*SELECTED EXCERPT*.
— begin —

- US single for the instrumental film version

Single by Nino Rota (music) and Carlo Savina (conductor)

from the album The Godfather
- B-side: "The Godfather Waltz (Main Title)"
- Released: 1972
- Length: 2:37
- Label: Paramount
- Composer: Nino Rota

= Love Theme from The Godfather =

"Love Theme from The Godfather" is an instrumental theme from the 1972 film The Godfather, composed by Nino Rota. The piece was lyricized in English by Larry Kusik into "Speak Softly, Love", a popular song released in 1972. The highest-charting rendition of either version was by vocalist Andy Williams, who took "Speak Softly Love" to number 34 on Billboard magazine's Hot 100 and number seven on its Easy Listening chart.

==Background==

Larry Kusik wrote the original, English lyrics, and Nino Rota composed the score. A previous version of the theme had been used in the 1958 Italian film Fortunella. Different sets of lyrics for the song have been written in French (Parle plus bas), Italian (Parla più piano), Portuguese (Fale baixinho), Sicilian (Brucia la terra), and Spanish (Amor háblame dulcemente, El milagro de tu amor). Dalida sings the French version; the Sicilian version is sung by Anthony Corleone (Franc D'Ambrosio) in The Godfather Part III. It was first heard in America in 1969 on The Merv Griffin Show sung by Angela Bacari in English and Italian.

— end —

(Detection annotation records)
— begin —

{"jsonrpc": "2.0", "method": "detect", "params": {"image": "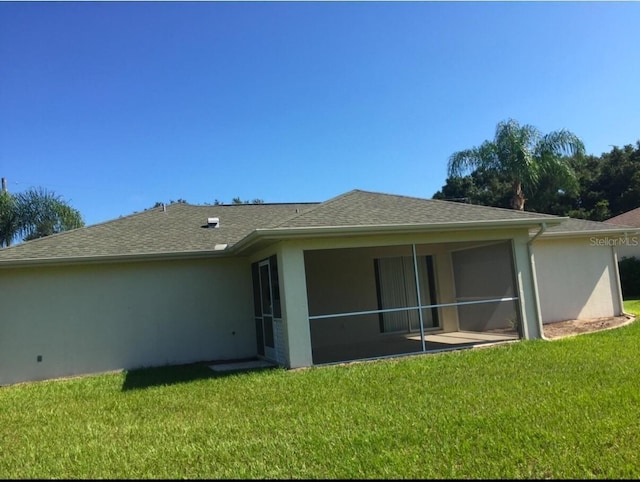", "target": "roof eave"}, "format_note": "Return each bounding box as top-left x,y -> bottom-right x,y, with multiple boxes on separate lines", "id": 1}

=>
0,249 -> 229,269
540,228 -> 640,238
232,216 -> 569,253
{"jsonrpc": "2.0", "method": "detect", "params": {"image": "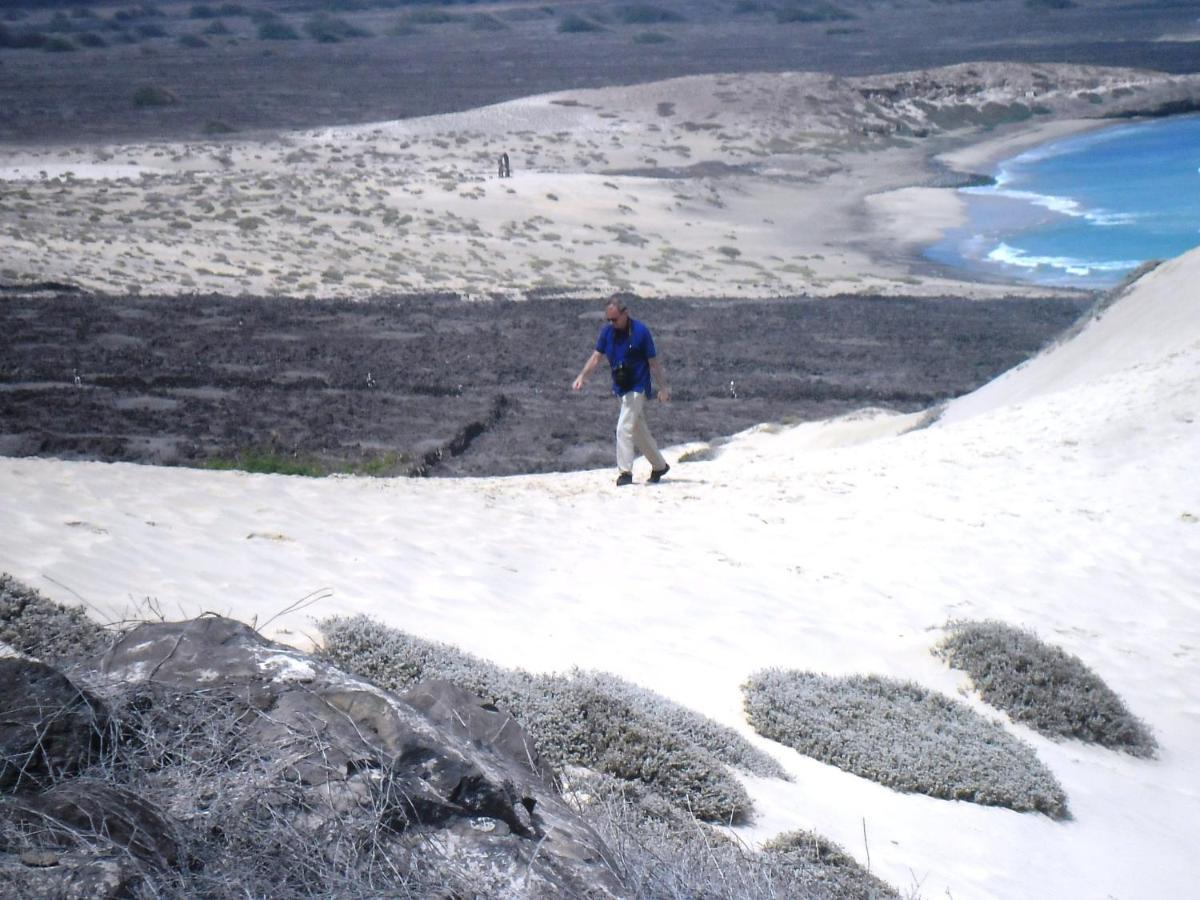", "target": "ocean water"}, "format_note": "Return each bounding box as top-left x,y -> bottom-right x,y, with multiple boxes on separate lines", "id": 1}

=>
925,115 -> 1200,288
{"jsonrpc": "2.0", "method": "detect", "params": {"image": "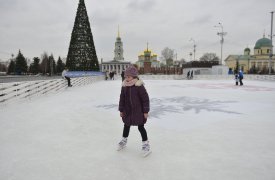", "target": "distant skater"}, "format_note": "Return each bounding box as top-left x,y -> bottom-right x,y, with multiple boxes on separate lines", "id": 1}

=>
62,67 -> 72,87
239,70 -> 243,86
235,73 -> 239,86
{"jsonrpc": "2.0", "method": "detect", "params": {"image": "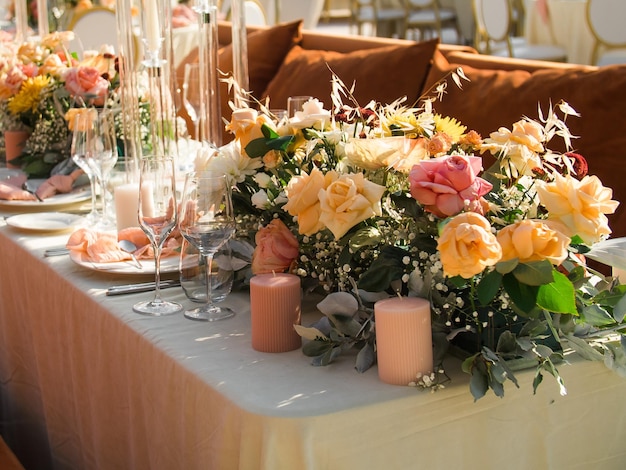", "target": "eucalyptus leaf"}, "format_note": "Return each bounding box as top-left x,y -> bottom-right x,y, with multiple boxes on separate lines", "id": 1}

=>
477,270 -> 502,305
537,271 -> 578,315
512,260 -> 554,286
582,304 -> 615,326
470,367 -> 489,401
565,335 -> 604,361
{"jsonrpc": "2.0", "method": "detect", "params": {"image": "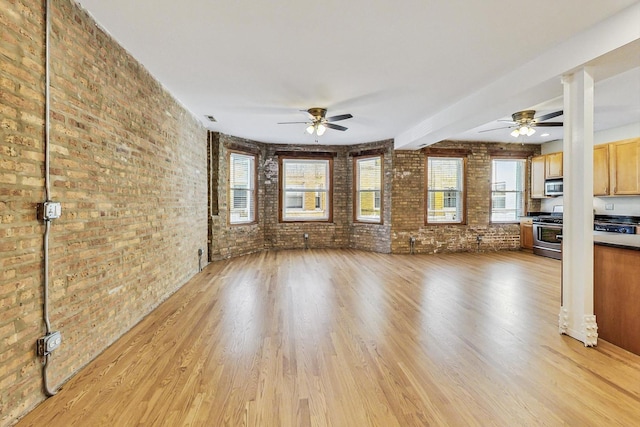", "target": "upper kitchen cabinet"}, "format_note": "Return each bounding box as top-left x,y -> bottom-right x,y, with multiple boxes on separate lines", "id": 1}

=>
609,138 -> 640,196
593,144 -> 609,196
545,152 -> 562,179
531,156 -> 546,199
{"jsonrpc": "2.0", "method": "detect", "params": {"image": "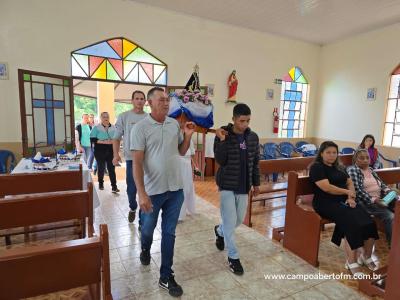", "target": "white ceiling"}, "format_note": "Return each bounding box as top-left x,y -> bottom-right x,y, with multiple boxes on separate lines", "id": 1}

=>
73,79 -> 153,103
131,0 -> 400,45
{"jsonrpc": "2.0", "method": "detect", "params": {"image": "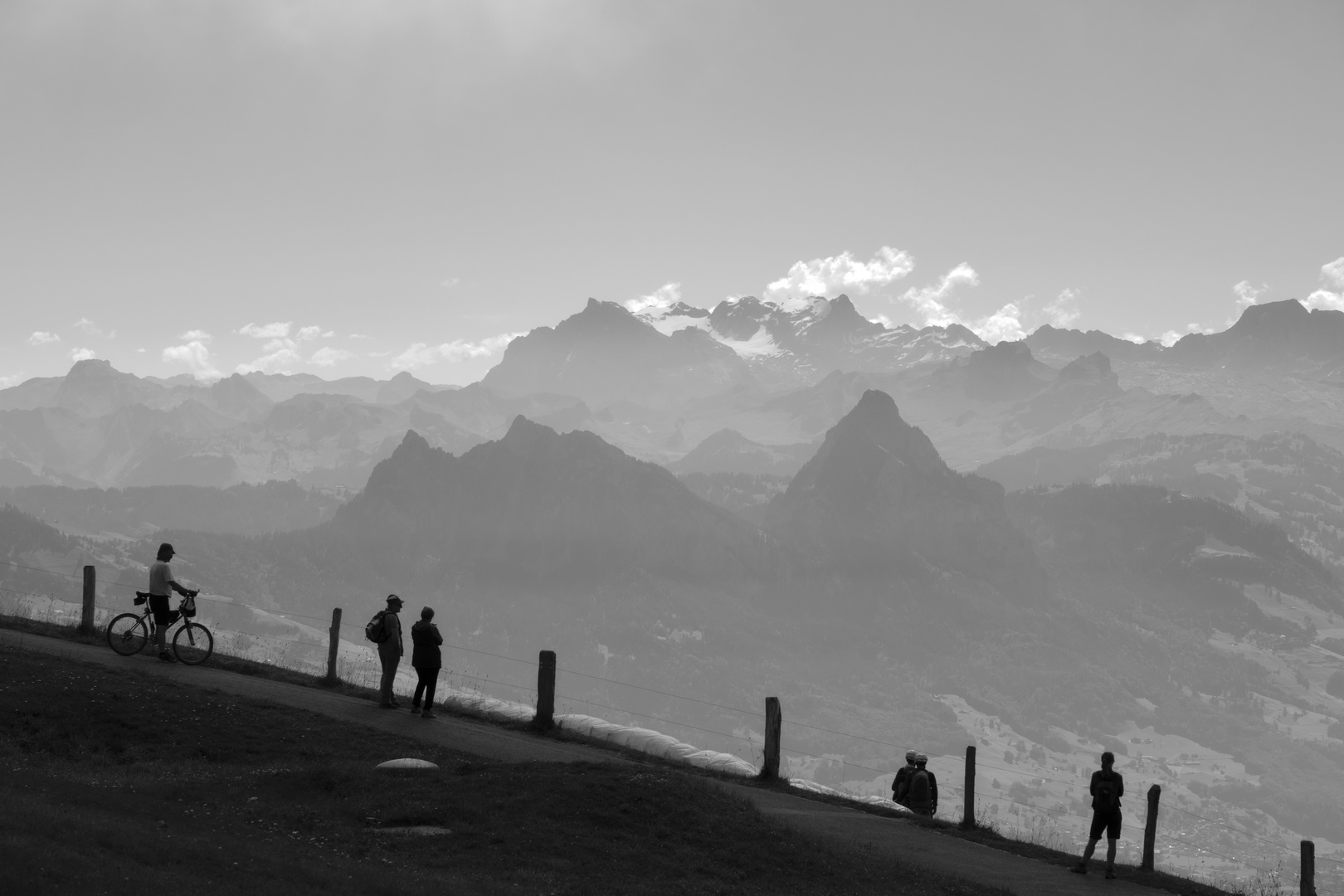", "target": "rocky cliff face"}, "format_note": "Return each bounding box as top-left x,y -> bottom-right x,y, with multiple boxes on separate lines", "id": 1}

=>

— end —

*TO-DO LIST*.
a – Reproduce the passage of the Godfather love theme text between "Single by Nino" and "Easy Listening chart.", inclusive.
b – Proceed with the text on the Godfather love theme, picking up after its last sentence.

*EXPECTED ANSWERS*.
a –
Single by Nino Rota (music) and Carlo Savina (conductor)

from the album The Godfather
- B-side: "The Godfather Waltz (Main Title)"
- Released: 1972
- Length: 2:37
- Label: Paramount
- Composer: Nino Rota

= Love Theme from The Godfather =

"Love Theme from The Godfather" is an instrumental theme from the 1972 film The Godfather, composed by Nino Rota. The piece was lyricized in English by Larry Kusik into "Speak Softly, Love", a popular song released in 1972. The highest-charting rendition of either version was by vocalist Andy Williams, who took "Speak Softly Love" to number 34 on Billboard magazine's Hot 100 and number seven on its Easy Listening chart.

b –
==Awards==
Rota's score for The Godfather was nominated for a 1973 Academy Award for Best Original Score. However, it was disqualified from consideration when the academy learned Rota had used a more comedic version of the song for the film Fortunella (1958). The disqualification was under a rule that excluded "scores diluted by the use of tracked themes or other pre-existing music". Nonetheless, Rota's score for The Godfather Part II won the 1974 Academy Award for Best Score, despite the fact that it contained the same piece.

==Chart performance==
The first version of the song to reach any of the charts in Billboard magazine was "Love Theme from The Godfather" by pianist Roger Williams. His instrumental recording debuted in the issue dated 1 April 1972, and "bubbled under" the Hot 100 for five weeks, peaking at number 116, and another piano rendition by Ferrante and Teicher got as high as number 28 Easy Listening during its four-week chart run that began in the 8 April issue. The version that the film's music director, Carlo Savina, and his orchestra recorded for the soundtrack first charted on the Hot 100 in the 22 April issue and made it to number 66 during a nine-week chart run. It also reached number 24 on the Easy Listening chart during its three weeks there that began in the 20 May issue.

==Charts (Love Theme)==

Weekly charts for the film version, conducted by Carlo Savina
| Chart (1972) | Peak position |
|---|---|
| U.S. Billboard Hot 100 | 66 |
| U.S. Billboard Easy Listening | 24 |

Weekly charts for the Roger Williams version
| Chart (1972) | Peak position |
|---|---|
| U.S. Billboard Hot 100 | 116 |

Weekly charts for the Ferrante and Teicher version
| Chart (1972) | Peak position |
|---|---|
| US Billboard Easy Listening | 28 |

=="Speak Softly Love"==

The Andy Williams version of "Speak Softly Love" also made its first appearance in the 8 April issue and reached number 34 on the Hot 100 during its 11 weeks there and number seven Easy Listening over the course of 12 weeks. A recording of the song by Al Martino debuted on both of those charts in the 29 April issue and peaked at number 80 during its four weeks on the Hot 100 and number 24 on the Easy Listening chart, where it also spent four weeks.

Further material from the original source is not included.